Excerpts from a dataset
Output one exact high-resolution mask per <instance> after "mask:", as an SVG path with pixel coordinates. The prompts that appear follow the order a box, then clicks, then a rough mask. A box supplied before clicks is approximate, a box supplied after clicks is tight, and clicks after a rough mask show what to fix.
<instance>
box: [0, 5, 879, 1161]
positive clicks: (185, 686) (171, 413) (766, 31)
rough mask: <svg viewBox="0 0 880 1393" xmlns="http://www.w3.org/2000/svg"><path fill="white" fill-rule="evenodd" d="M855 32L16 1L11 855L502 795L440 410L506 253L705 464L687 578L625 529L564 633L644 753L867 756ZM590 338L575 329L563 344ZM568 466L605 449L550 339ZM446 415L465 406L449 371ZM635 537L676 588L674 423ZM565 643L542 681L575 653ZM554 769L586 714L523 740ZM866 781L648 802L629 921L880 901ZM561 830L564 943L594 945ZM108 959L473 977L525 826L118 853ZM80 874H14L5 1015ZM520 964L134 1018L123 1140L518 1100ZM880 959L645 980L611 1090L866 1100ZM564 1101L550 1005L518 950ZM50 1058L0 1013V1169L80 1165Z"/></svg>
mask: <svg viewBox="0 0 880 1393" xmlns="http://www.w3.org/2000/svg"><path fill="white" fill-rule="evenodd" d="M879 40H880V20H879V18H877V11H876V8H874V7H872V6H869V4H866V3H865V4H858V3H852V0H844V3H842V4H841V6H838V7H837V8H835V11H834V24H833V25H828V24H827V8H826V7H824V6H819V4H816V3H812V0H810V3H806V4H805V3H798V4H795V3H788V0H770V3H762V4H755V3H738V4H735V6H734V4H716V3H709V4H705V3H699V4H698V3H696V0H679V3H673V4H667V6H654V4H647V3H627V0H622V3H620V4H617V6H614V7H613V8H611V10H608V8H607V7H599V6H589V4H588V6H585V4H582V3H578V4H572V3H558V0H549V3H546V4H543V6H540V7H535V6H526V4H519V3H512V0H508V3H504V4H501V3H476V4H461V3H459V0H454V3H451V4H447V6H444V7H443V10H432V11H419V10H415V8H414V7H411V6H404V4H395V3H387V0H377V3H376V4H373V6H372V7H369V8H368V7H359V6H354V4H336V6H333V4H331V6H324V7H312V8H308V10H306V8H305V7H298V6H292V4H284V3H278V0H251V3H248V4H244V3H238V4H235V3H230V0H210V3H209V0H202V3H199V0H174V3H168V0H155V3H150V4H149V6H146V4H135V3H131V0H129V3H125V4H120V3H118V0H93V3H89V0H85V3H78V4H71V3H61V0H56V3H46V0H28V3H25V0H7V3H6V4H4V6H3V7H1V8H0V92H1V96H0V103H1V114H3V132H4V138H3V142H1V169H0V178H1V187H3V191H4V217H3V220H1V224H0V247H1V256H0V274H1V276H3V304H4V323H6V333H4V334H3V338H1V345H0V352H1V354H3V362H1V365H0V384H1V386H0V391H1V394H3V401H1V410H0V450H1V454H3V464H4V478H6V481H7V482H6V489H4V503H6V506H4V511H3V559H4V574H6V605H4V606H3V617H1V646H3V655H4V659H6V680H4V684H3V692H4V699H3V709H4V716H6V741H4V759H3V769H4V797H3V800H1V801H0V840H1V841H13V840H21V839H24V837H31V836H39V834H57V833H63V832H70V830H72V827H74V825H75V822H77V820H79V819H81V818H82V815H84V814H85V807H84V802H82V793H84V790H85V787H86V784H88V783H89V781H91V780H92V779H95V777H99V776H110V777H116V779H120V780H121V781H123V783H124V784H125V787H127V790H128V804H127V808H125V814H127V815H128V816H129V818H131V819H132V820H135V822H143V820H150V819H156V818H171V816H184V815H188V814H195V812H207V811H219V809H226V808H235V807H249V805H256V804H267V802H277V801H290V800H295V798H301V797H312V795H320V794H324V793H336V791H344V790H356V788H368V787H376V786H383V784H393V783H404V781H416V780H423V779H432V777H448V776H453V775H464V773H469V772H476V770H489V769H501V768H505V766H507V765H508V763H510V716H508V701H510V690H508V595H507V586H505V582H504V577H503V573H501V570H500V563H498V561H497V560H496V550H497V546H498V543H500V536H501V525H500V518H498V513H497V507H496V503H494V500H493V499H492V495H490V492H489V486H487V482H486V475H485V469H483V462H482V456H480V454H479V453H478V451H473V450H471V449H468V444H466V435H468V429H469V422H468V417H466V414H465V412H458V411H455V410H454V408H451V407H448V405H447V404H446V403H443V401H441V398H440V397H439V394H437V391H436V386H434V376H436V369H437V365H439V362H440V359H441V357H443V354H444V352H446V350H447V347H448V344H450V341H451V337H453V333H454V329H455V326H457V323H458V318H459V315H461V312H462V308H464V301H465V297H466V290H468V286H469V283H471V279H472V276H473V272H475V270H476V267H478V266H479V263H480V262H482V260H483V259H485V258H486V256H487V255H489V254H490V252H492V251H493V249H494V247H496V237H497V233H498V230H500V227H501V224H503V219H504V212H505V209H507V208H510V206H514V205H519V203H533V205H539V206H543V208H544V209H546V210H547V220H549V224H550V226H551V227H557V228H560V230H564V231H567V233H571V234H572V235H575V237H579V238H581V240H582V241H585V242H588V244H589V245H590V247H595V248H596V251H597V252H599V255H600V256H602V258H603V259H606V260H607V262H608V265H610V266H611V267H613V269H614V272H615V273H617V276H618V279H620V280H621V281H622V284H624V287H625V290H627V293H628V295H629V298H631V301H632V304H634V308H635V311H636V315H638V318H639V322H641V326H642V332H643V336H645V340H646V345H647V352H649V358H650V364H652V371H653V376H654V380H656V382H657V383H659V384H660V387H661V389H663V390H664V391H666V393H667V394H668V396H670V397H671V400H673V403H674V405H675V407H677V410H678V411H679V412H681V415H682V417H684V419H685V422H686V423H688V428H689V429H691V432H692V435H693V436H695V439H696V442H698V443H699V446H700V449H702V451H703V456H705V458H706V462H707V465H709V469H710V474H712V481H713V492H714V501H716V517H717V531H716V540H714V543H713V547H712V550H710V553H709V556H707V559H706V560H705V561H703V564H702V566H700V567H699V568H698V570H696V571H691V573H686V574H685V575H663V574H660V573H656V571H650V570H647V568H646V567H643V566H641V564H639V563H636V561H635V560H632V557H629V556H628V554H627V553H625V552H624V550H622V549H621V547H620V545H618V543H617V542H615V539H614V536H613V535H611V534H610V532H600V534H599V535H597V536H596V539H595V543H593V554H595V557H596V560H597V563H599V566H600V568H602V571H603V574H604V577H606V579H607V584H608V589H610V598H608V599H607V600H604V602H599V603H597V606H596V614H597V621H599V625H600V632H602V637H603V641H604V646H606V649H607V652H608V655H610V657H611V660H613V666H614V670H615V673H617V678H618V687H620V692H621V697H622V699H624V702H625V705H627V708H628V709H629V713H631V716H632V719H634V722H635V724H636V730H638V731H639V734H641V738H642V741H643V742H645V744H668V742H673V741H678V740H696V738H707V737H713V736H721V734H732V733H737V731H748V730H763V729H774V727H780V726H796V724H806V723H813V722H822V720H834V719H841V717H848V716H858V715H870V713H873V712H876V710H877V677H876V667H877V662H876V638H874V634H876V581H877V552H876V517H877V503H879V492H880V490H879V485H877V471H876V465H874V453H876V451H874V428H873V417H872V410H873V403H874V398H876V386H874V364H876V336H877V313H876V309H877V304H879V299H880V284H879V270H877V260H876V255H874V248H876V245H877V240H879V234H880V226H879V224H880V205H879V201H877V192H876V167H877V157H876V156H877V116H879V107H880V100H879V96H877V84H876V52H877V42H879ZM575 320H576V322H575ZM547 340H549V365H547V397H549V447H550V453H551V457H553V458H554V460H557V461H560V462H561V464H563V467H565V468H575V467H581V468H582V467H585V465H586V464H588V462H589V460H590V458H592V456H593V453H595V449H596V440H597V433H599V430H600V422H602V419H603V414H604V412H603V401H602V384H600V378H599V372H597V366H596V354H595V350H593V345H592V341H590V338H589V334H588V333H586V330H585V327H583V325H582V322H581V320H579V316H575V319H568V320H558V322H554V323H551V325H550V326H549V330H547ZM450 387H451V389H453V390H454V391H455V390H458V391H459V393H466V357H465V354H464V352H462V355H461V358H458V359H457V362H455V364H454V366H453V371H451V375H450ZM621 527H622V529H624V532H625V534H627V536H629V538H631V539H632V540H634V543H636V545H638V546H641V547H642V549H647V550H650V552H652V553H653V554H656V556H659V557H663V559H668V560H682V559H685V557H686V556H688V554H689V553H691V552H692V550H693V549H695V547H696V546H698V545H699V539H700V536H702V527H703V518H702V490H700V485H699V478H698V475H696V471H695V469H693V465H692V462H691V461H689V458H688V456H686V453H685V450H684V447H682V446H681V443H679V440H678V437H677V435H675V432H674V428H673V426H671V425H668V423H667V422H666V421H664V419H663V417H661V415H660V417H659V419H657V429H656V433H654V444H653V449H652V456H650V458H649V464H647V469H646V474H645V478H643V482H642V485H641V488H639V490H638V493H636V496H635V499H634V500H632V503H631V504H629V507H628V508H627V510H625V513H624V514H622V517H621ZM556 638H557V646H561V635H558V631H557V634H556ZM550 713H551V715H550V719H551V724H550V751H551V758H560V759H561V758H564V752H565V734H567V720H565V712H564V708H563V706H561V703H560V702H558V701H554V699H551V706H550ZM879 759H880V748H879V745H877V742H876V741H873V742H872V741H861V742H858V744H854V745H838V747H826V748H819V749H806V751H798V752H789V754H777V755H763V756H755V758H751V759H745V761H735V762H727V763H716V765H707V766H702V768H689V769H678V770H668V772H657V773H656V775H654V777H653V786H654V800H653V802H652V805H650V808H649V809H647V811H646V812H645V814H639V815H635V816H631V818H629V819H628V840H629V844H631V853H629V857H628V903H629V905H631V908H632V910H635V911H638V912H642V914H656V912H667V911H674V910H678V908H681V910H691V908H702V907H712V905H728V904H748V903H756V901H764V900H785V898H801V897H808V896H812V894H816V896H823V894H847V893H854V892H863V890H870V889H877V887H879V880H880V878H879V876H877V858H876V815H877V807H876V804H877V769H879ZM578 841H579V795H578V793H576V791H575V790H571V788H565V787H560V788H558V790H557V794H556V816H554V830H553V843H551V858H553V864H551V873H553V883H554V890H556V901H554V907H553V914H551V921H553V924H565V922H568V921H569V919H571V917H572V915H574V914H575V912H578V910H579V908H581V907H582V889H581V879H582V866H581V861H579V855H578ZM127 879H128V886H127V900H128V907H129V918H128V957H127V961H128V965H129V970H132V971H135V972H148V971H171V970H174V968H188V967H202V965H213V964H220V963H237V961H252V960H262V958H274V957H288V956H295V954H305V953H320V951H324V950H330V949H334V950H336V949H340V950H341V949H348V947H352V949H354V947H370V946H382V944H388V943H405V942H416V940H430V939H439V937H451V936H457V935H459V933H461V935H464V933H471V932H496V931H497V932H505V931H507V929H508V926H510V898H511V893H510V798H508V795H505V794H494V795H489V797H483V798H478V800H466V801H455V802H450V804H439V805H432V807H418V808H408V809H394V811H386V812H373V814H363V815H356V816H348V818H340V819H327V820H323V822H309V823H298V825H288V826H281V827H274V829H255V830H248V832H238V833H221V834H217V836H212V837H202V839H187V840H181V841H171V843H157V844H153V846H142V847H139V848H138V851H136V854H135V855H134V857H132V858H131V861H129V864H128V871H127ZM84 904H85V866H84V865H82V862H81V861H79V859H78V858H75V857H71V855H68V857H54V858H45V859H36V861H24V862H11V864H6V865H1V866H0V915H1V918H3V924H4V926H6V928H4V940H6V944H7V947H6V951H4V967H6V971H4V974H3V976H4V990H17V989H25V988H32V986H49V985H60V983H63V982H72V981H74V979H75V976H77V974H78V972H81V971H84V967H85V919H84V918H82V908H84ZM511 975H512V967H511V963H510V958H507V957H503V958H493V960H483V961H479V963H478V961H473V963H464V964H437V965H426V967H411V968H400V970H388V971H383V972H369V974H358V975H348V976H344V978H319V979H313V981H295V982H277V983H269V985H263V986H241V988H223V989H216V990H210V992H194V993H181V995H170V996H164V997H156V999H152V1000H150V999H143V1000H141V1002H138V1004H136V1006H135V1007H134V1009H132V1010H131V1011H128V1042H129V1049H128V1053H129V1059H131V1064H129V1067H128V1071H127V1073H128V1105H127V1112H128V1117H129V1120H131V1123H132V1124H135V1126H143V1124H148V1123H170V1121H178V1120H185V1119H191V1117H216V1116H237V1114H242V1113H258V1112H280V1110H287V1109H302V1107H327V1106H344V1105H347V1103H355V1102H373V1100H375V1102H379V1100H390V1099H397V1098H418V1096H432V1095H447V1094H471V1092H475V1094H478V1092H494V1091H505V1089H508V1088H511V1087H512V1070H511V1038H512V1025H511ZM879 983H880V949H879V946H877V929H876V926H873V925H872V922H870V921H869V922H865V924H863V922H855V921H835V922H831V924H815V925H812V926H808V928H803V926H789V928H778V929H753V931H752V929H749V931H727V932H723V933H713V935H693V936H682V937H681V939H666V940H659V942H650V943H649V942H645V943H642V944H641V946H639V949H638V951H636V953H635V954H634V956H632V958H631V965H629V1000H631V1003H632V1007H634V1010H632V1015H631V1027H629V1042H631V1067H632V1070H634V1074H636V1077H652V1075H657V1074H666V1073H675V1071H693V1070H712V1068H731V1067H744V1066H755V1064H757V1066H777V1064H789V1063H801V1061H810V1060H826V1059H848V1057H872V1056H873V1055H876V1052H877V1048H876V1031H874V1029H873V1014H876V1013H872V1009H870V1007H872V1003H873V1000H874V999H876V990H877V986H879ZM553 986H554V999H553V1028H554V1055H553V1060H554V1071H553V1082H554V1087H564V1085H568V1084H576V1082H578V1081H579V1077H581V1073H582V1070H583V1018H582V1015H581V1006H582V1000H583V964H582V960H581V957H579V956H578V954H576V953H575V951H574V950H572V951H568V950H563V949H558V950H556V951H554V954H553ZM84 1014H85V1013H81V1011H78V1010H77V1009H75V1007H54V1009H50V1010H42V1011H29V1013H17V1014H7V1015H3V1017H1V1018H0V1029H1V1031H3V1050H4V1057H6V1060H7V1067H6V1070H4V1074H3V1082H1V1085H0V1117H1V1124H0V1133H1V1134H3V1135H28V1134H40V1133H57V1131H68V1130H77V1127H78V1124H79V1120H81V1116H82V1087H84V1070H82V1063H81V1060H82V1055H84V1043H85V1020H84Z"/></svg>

Task goal
Retype exactly the lines of the data above that fall between the line with "box: [0, 5, 879, 1161]" and the line with "positive clicks: (185, 686)", inclusive, and add nothing.

Result of the exercise
box: [0, 5, 879, 1161]
positive clicks: (185, 686) (171, 413) (766, 31)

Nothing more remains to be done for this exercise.